** Start of SUPPLIED DATA **
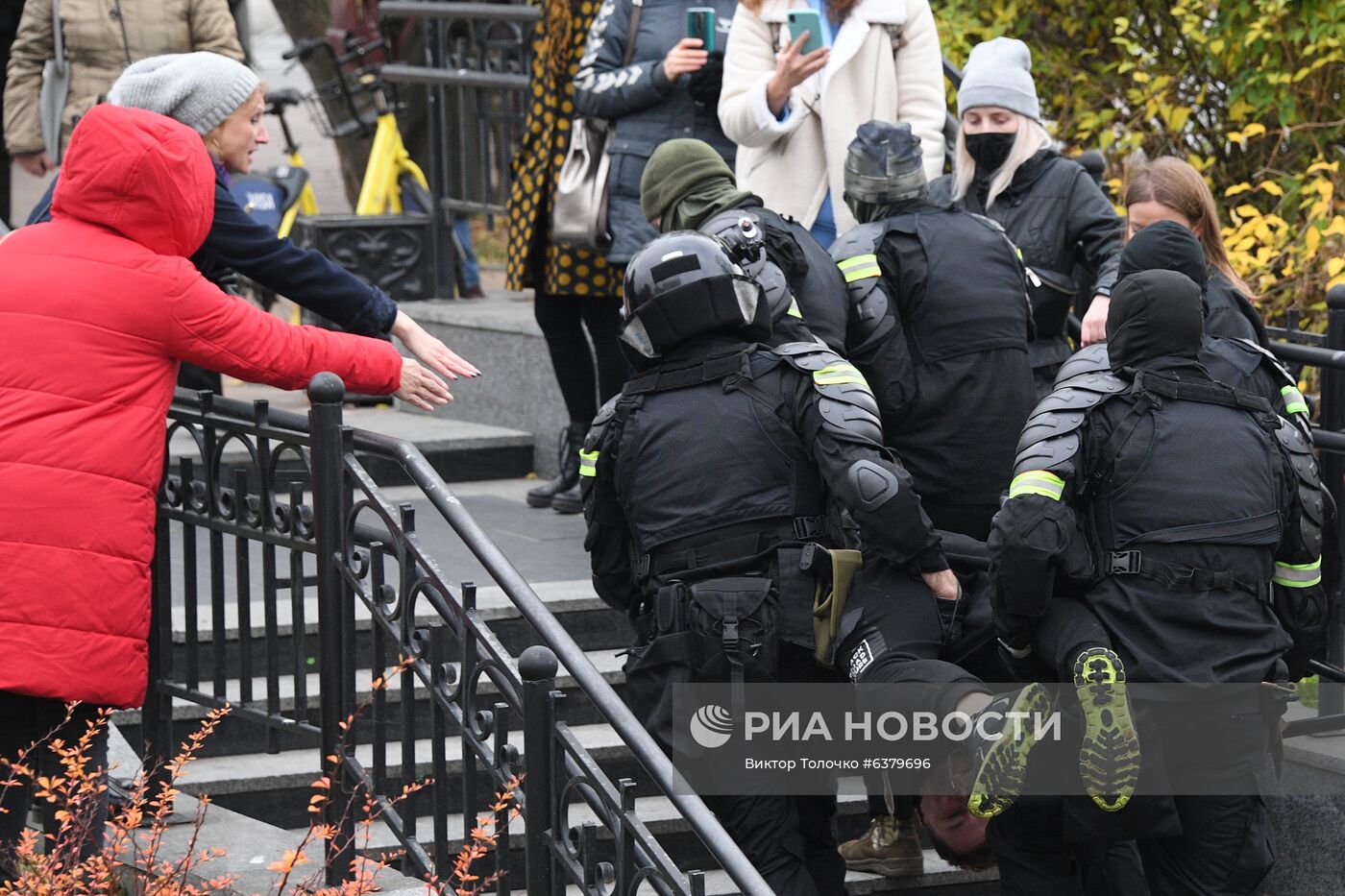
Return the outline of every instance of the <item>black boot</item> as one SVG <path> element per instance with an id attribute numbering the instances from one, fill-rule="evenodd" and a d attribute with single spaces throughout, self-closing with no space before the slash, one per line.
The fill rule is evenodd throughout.
<path id="1" fill-rule="evenodd" d="M 580 448 L 584 445 L 584 435 L 586 432 L 588 424 L 582 422 L 572 422 L 561 431 L 558 457 L 561 472 L 545 486 L 538 486 L 527 492 L 529 507 L 550 507 L 555 495 L 570 488 L 578 490 Z"/>

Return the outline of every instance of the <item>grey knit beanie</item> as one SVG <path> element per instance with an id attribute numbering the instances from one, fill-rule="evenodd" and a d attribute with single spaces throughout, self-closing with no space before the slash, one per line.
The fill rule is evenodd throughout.
<path id="1" fill-rule="evenodd" d="M 172 52 L 128 66 L 108 91 L 108 102 L 157 112 L 204 136 L 260 83 L 252 69 L 218 52 Z"/>
<path id="2" fill-rule="evenodd" d="M 958 87 L 958 117 L 978 106 L 1003 106 L 1041 120 L 1037 85 L 1032 79 L 1032 51 L 1022 40 L 995 38 L 971 48 Z"/>

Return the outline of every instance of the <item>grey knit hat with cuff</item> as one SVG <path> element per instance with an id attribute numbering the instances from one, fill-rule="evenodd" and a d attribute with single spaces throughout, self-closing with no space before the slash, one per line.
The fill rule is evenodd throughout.
<path id="1" fill-rule="evenodd" d="M 108 102 L 157 112 L 204 136 L 260 83 L 252 69 L 218 52 L 174 52 L 128 66 L 108 91 Z"/>
<path id="2" fill-rule="evenodd" d="M 1002 106 L 1041 120 L 1032 50 L 1022 40 L 995 38 L 971 48 L 958 87 L 958 117 L 978 106 Z"/>

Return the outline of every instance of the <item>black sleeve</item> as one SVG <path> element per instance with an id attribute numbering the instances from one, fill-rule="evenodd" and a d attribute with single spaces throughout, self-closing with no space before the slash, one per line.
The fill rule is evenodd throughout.
<path id="1" fill-rule="evenodd" d="M 790 374 L 787 387 L 796 383 L 791 413 L 804 451 L 859 525 L 865 552 L 919 572 L 948 569 L 911 474 L 882 447 L 877 402 L 859 371 L 838 359 L 815 371 L 812 382 Z"/>
<path id="2" fill-rule="evenodd" d="M 198 261 L 199 260 L 199 261 Z M 215 184 L 215 221 L 192 261 L 222 265 L 256 280 L 332 323 L 363 336 L 393 327 L 397 303 L 320 252 L 281 239 Z"/>
<path id="3" fill-rule="evenodd" d="M 928 276 L 924 253 L 902 252 L 897 244 L 897 238 L 889 237 L 877 252 L 882 276 L 876 278 L 874 289 L 882 291 L 886 297 L 886 320 L 874 323 L 851 319 L 847 334 L 847 346 L 853 346 L 850 359 L 859 366 L 873 387 L 882 410 L 884 431 L 902 424 L 919 394 L 915 361 L 905 332 L 911 295 L 909 291 L 893 289 L 892 284 L 912 283 L 916 278 L 924 283 Z M 853 288 L 855 284 L 849 285 Z"/>
<path id="4" fill-rule="evenodd" d="M 1068 164 L 1075 168 L 1067 222 L 1069 244 L 1075 246 L 1079 264 L 1095 278 L 1093 293 L 1110 296 L 1116 285 L 1124 226 L 1088 172 L 1075 163 Z"/>

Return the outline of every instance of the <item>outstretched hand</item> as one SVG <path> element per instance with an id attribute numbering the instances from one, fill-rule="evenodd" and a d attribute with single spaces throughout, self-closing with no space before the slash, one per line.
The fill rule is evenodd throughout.
<path id="1" fill-rule="evenodd" d="M 444 381 L 421 367 L 414 358 L 402 358 L 402 385 L 393 396 L 421 410 L 434 410 L 437 405 L 447 405 L 453 400 Z"/>
<path id="2" fill-rule="evenodd" d="M 405 311 L 397 312 L 397 320 L 393 323 L 391 332 L 402 340 L 406 351 L 416 355 L 422 365 L 448 379 L 482 375 L 482 371 L 475 365 L 464 361 L 440 339 L 429 335 L 424 327 L 408 318 Z"/>
<path id="3" fill-rule="evenodd" d="M 804 54 L 803 44 L 808 40 L 808 34 L 807 31 L 800 34 L 775 58 L 775 74 L 765 85 L 765 101 L 772 114 L 780 114 L 784 104 L 790 101 L 790 91 L 822 71 L 831 57 L 830 47 L 819 47 Z"/>
<path id="4" fill-rule="evenodd" d="M 958 584 L 958 577 L 952 574 L 951 569 L 944 569 L 936 573 L 920 573 L 924 578 L 925 585 L 933 592 L 933 596 L 939 600 L 956 600 L 962 596 L 962 585 Z"/>

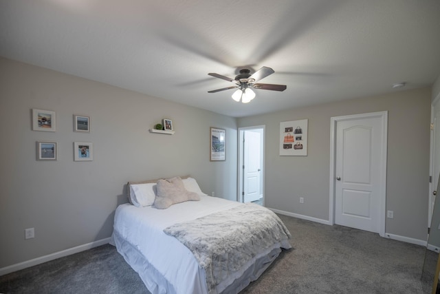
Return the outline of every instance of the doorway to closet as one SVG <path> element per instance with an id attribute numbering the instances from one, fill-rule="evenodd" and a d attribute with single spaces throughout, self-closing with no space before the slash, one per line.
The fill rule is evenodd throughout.
<path id="1" fill-rule="evenodd" d="M 237 200 L 264 206 L 265 126 L 239 128 Z"/>

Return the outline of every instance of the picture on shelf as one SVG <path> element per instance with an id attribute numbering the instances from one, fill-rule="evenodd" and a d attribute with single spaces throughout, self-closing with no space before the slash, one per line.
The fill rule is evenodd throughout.
<path id="1" fill-rule="evenodd" d="M 170 119 L 164 118 L 164 130 L 173 131 L 173 121 Z"/>

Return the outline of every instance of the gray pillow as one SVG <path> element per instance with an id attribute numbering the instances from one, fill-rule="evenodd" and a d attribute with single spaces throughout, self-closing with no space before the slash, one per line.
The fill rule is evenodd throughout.
<path id="1" fill-rule="evenodd" d="M 154 200 L 154 207 L 159 209 L 168 208 L 171 205 L 185 201 L 200 200 L 199 194 L 190 192 L 185 189 L 180 177 L 168 180 L 159 180 L 157 184 L 157 194 Z"/>

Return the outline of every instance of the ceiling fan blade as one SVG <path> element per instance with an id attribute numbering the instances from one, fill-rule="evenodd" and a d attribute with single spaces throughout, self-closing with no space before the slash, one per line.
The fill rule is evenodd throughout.
<path id="1" fill-rule="evenodd" d="M 275 71 L 274 71 L 274 70 L 272 70 L 272 68 L 263 66 L 263 67 L 255 72 L 254 74 L 250 76 L 248 79 L 253 79 L 254 80 L 254 83 L 256 83 L 256 81 L 260 81 L 261 79 L 264 78 L 270 74 L 272 74 L 274 72 L 275 72 Z"/>
<path id="2" fill-rule="evenodd" d="M 274 85 L 274 84 L 254 84 L 255 89 L 270 90 L 272 91 L 284 91 L 287 88 L 285 85 Z"/>
<path id="3" fill-rule="evenodd" d="M 210 76 L 214 76 L 215 78 L 221 78 L 222 80 L 228 81 L 228 82 L 236 83 L 236 81 L 234 78 L 228 78 L 228 76 L 222 76 L 221 74 L 215 74 L 214 72 L 210 72 L 208 74 Z"/>
<path id="4" fill-rule="evenodd" d="M 226 90 L 230 90 L 230 89 L 234 89 L 234 88 L 238 88 L 239 86 L 232 86 L 232 87 L 228 87 L 226 88 L 221 88 L 221 89 L 217 89 L 217 90 L 213 90 L 212 91 L 208 91 L 208 93 L 215 93 L 217 92 L 220 92 L 220 91 L 224 91 Z"/>

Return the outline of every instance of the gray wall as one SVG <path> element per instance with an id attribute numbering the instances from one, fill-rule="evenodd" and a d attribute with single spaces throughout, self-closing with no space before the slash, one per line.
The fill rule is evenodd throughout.
<path id="1" fill-rule="evenodd" d="M 434 85 L 432 85 L 432 102 L 434 102 L 434 99 L 437 98 L 437 96 L 440 94 L 440 76 L 435 80 L 434 82 Z"/>
<path id="2" fill-rule="evenodd" d="M 430 101 L 430 88 L 424 88 L 239 119 L 239 127 L 266 125 L 265 205 L 328 220 L 330 118 L 388 110 L 386 209 L 394 218 L 386 219 L 386 232 L 426 240 Z M 280 156 L 280 122 L 304 118 L 308 156 Z"/>
<path id="3" fill-rule="evenodd" d="M 236 199 L 235 118 L 5 59 L 0 99 L 0 269 L 109 237 L 128 180 L 190 174 Z M 56 132 L 32 131 L 32 108 L 56 112 Z M 73 132 L 74 114 L 90 134 Z M 175 134 L 148 132 L 163 118 Z M 226 129 L 226 162 L 209 161 L 210 127 Z M 38 140 L 58 143 L 57 161 L 36 160 Z M 74 162 L 74 142 L 93 143 L 94 160 Z"/>

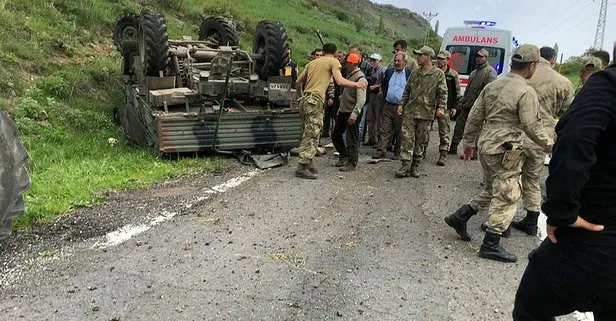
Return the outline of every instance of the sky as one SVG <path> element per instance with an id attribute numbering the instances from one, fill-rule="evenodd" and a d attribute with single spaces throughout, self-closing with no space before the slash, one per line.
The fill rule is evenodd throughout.
<path id="1" fill-rule="evenodd" d="M 464 20 L 495 21 L 509 29 L 520 44 L 553 47 L 566 60 L 579 56 L 594 44 L 601 0 L 372 0 L 422 14 L 438 13 L 439 34 L 447 27 L 463 26 Z M 616 0 L 608 2 L 603 49 L 612 53 L 616 41 Z"/>

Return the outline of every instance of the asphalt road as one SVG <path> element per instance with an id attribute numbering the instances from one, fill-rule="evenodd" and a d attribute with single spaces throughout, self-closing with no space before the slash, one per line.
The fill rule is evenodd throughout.
<path id="1" fill-rule="evenodd" d="M 112 193 L 0 244 L 0 319 L 511 320 L 539 240 L 514 231 L 518 263 L 480 259 L 480 213 L 459 241 L 443 217 L 480 191 L 479 164 L 437 167 L 432 134 L 419 179 L 364 148 L 352 173 L 318 158 L 317 180 L 293 160 Z"/>

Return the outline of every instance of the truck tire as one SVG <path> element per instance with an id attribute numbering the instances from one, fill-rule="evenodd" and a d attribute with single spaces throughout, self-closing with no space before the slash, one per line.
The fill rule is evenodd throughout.
<path id="1" fill-rule="evenodd" d="M 261 21 L 257 25 L 252 52 L 261 55 L 256 59 L 255 71 L 261 80 L 278 76 L 287 60 L 287 31 L 279 22 Z"/>
<path id="2" fill-rule="evenodd" d="M 30 187 L 27 165 L 17 128 L 0 111 L 0 239 L 11 234 L 13 219 L 24 211 L 23 193 Z"/>
<path id="3" fill-rule="evenodd" d="M 123 43 L 126 41 L 139 41 L 139 20 L 136 13 L 125 13 L 116 22 L 113 30 L 113 44 L 124 55 Z"/>
<path id="4" fill-rule="evenodd" d="M 240 43 L 233 23 L 219 16 L 207 17 L 201 22 L 199 40 L 210 40 L 218 46 L 237 46 Z"/>
<path id="5" fill-rule="evenodd" d="M 165 17 L 152 11 L 141 13 L 139 55 L 146 76 L 158 77 L 169 67 L 169 35 Z"/>

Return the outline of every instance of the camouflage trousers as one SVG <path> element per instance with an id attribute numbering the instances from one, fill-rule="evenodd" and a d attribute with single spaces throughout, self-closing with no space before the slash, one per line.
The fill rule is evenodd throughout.
<path id="1" fill-rule="evenodd" d="M 437 117 L 434 121 L 438 124 L 438 138 L 440 140 L 438 150 L 448 151 L 449 144 L 451 143 L 451 120 L 449 120 L 448 116 L 445 116 L 443 118 Z M 426 139 L 426 145 L 424 146 L 424 150 L 428 149 L 429 143 L 430 135 L 428 135 L 428 138 Z"/>
<path id="2" fill-rule="evenodd" d="M 464 127 L 466 127 L 466 119 L 468 118 L 468 115 L 470 113 L 470 108 L 460 110 L 458 118 L 456 118 L 456 126 L 453 128 L 453 136 L 451 137 L 451 142 L 453 144 L 457 145 L 462 141 L 462 136 L 464 135 Z"/>
<path id="3" fill-rule="evenodd" d="M 505 169 L 502 159 L 502 154 L 479 154 L 484 190 L 470 202 L 476 211 L 488 209 L 488 231 L 496 234 L 502 234 L 511 224 L 521 196 L 522 161 L 512 169 Z"/>
<path id="4" fill-rule="evenodd" d="M 541 174 L 546 154 L 540 149 L 524 148 L 522 200 L 527 211 L 541 210 Z"/>
<path id="5" fill-rule="evenodd" d="M 317 153 L 323 129 L 323 99 L 316 94 L 305 93 L 299 99 L 299 117 L 302 122 L 299 163 L 308 165 Z"/>
<path id="6" fill-rule="evenodd" d="M 425 146 L 430 136 L 431 120 L 414 118 L 410 113 L 405 113 L 402 119 L 402 161 L 412 159 L 421 160 L 425 153 Z"/>

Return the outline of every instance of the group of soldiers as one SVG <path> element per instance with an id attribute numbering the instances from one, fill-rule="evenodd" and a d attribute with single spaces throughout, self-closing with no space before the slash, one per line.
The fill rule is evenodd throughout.
<path id="1" fill-rule="evenodd" d="M 332 134 L 339 153 L 336 165 L 343 171 L 352 171 L 357 166 L 358 124 L 366 90 L 375 87 L 369 87 L 360 68 L 361 56 L 355 52 L 343 58 L 347 75 L 343 77 L 336 49 L 333 44 L 324 45 L 323 57 L 311 61 L 297 79 L 303 134 L 295 174 L 301 178 L 317 178 L 314 158 L 331 80 L 344 88 Z M 477 67 L 470 74 L 464 95 L 457 73 L 449 67 L 449 52 L 437 55 L 424 46 L 413 50 L 413 54 L 416 61 L 408 57 L 406 50 L 397 50 L 393 64 L 381 77 L 379 97 L 384 102 L 379 146 L 373 158 L 382 158 L 393 148 L 393 158 L 402 163 L 395 176 L 420 177 L 419 164 L 436 120 L 440 136 L 437 164 L 445 165 L 447 154 L 457 154 L 462 145 L 461 157 L 478 158 L 483 170 L 483 191 L 447 216 L 446 224 L 462 240 L 470 241 L 467 222 L 477 212 L 487 210 L 488 221 L 482 224 L 486 233 L 479 255 L 516 262 L 516 255 L 505 250 L 500 239 L 510 235 L 510 226 L 528 235 L 537 233 L 544 160 L 554 144 L 557 119 L 574 98 L 573 85 L 554 70 L 556 52 L 549 47 L 519 46 L 510 62 L 511 72 L 498 79 L 488 63 L 489 52 L 479 50 L 475 57 Z M 433 58 L 437 60 L 436 66 Z M 599 58 L 585 58 L 580 71 L 582 84 L 602 65 Z M 457 119 L 450 141 L 453 116 Z M 526 216 L 512 222 L 521 197 Z"/>

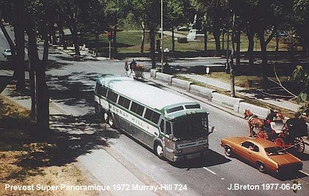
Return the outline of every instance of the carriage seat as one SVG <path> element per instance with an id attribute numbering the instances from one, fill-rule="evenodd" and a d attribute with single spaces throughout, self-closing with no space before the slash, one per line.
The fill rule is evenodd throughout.
<path id="1" fill-rule="evenodd" d="M 280 133 L 283 129 L 284 123 L 283 122 L 271 122 L 270 127 L 271 129 L 276 132 L 276 133 Z"/>

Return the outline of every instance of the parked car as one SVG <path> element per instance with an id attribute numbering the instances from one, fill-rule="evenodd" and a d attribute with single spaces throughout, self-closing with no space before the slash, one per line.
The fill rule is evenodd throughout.
<path id="1" fill-rule="evenodd" d="M 190 29 L 186 26 L 178 26 L 177 31 L 189 31 Z"/>
<path id="2" fill-rule="evenodd" d="M 8 59 L 12 56 L 12 52 L 10 49 L 5 49 L 2 52 L 2 55 L 5 59 Z"/>
<path id="3" fill-rule="evenodd" d="M 261 172 L 276 173 L 302 170 L 303 163 L 273 142 L 265 139 L 232 137 L 221 140 L 225 154 L 232 155 L 256 166 Z"/>

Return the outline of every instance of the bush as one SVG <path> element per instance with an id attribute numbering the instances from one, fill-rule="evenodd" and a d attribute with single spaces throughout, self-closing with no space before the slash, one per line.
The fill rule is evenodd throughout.
<path id="1" fill-rule="evenodd" d="M 177 41 L 178 43 L 182 44 L 188 43 L 186 37 L 179 37 L 177 38 Z"/>

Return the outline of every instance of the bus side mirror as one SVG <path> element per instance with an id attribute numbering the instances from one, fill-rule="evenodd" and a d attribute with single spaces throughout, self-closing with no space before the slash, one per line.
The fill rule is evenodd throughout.
<path id="1" fill-rule="evenodd" d="M 208 134 L 210 134 L 210 133 L 212 133 L 214 130 L 214 126 L 212 126 L 211 128 L 210 128 L 210 131 L 208 132 Z"/>

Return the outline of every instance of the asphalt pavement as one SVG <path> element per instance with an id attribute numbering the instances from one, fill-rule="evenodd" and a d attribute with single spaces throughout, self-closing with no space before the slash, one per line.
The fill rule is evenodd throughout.
<path id="1" fill-rule="evenodd" d="M 209 125 L 215 127 L 214 133 L 209 136 L 211 152 L 207 157 L 187 163 L 176 164 L 162 160 L 149 149 L 121 131 L 111 129 L 104 123 L 95 126 L 93 120 L 97 118 L 93 115 L 95 79 L 106 74 L 124 76 L 124 61 L 76 62 L 71 57 L 53 49 L 51 49 L 49 57 L 47 79 L 51 100 L 57 108 L 54 112 L 58 112 L 53 114 L 52 117 L 51 127 L 57 131 L 72 134 L 72 136 L 68 139 L 75 140 L 77 142 L 75 144 L 83 144 L 82 141 L 78 140 L 81 140 L 84 135 L 89 135 L 89 137 L 95 135 L 100 139 L 100 141 L 91 140 L 91 147 L 89 147 L 89 143 L 71 147 L 80 148 L 80 153 L 77 158 L 79 164 L 105 185 L 112 186 L 115 183 L 135 183 L 145 186 L 181 184 L 186 185 L 186 190 L 174 188 L 156 192 L 113 191 L 111 192 L 112 195 L 119 196 L 290 196 L 293 195 L 291 190 L 262 190 L 262 184 L 291 185 L 294 180 L 300 180 L 303 185 L 297 195 L 308 195 L 308 155 L 302 158 L 304 168 L 302 172 L 299 172 L 296 176 L 285 180 L 281 179 L 274 175 L 261 173 L 252 166 L 237 159 L 226 157 L 220 145 L 221 138 L 248 135 L 247 122 L 242 118 L 232 116 L 204 102 L 198 101 L 208 111 Z M 160 88 L 185 96 L 164 86 Z M 142 92 L 136 91 L 137 93 L 144 96 Z M 6 89 L 2 94 L 10 96 L 20 102 L 20 96 L 13 94 L 10 89 Z M 30 105 L 26 102 L 26 98 L 24 98 L 23 100 L 24 102 L 22 104 L 29 107 Z M 72 118 L 74 121 L 68 120 Z M 81 126 L 83 127 L 82 130 L 80 128 Z M 78 134 L 80 137 L 77 136 Z M 85 149 L 87 150 L 84 150 Z M 231 185 L 234 184 L 257 185 L 259 186 L 259 190 L 229 190 L 228 188 Z"/>

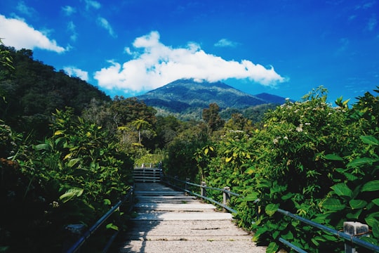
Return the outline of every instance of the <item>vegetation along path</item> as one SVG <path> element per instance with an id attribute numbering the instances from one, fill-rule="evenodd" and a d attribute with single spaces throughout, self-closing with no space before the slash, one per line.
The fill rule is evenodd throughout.
<path id="1" fill-rule="evenodd" d="M 138 183 L 138 215 L 120 252 L 265 252 L 232 214 L 159 183 Z"/>

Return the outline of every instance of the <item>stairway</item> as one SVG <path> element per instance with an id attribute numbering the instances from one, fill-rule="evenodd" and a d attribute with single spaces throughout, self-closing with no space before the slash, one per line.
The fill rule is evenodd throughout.
<path id="1" fill-rule="evenodd" d="M 131 231 L 121 253 L 265 252 L 229 213 L 159 183 L 137 183 Z"/>
<path id="2" fill-rule="evenodd" d="M 157 183 L 161 181 L 161 169 L 135 167 L 133 176 L 135 183 Z"/>

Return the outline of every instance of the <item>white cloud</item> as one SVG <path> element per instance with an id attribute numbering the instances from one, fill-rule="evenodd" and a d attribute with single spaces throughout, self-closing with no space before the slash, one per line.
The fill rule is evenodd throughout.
** End of SUPPLIED DATA **
WHAT THE TASK ASKS ::
Scale the stretch from the start of the items through the line containing "1002 106 L 1041", both ends included: repeat every line, requests included, but multiply each outline coordinate by 0.8 and round to whole numbers with halves rounded up. Leave the pictures out.

SOLUTION TO THE EXERCISE ::
Return the outline of every instance of the <item>black boot</item> as one SVG <path> element per instance with an id attribute numbering the instances from one, fill-rule="evenodd" and a d attribute with single spaces throughout, self-closing with no space before the slash, one per line.
The fill rule is evenodd throughout.
<path id="1" fill-rule="evenodd" d="M 464 358 L 467 356 L 467 348 L 469 346 L 470 339 L 466 338 L 458 338 L 449 345 L 446 366 L 449 378 L 436 389 L 430 389 L 422 394 L 423 406 L 440 406 L 444 396 L 456 390 L 462 392 Z"/>

Return the outline of every instance of the <item>grey knit beanie</item> as one SVG <path> element per instance with an id attribute numbering the instances from one, fill-rule="evenodd" and a d attribute with single spaces throughout, self-closing with no space before the slash, one per line.
The fill rule is evenodd throughout.
<path id="1" fill-rule="evenodd" d="M 138 42 L 102 53 L 86 73 L 86 82 L 126 90 L 163 109 L 208 66 L 202 55 L 174 42 Z"/>
<path id="2" fill-rule="evenodd" d="M 766 70 L 766 94 L 782 85 L 802 85 L 833 96 L 830 68 L 826 63 L 826 41 L 818 32 L 796 30 L 777 38 Z"/>

Return the outline of every instance of the <item>grey knit hat with cuff</item> as one SVG <path> element per instance with an id attribute numbering the instances from one, fill-rule="evenodd" and a d attribute with single spaces throughout, self-closing with no space before the slash, one per line.
The fill rule is evenodd throughout.
<path id="1" fill-rule="evenodd" d="M 86 82 L 126 90 L 163 109 L 208 66 L 202 55 L 174 42 L 139 42 L 102 53 L 86 73 Z"/>
<path id="2" fill-rule="evenodd" d="M 802 85 L 833 96 L 826 40 L 818 32 L 796 30 L 777 38 L 766 70 L 766 94 L 782 85 Z"/>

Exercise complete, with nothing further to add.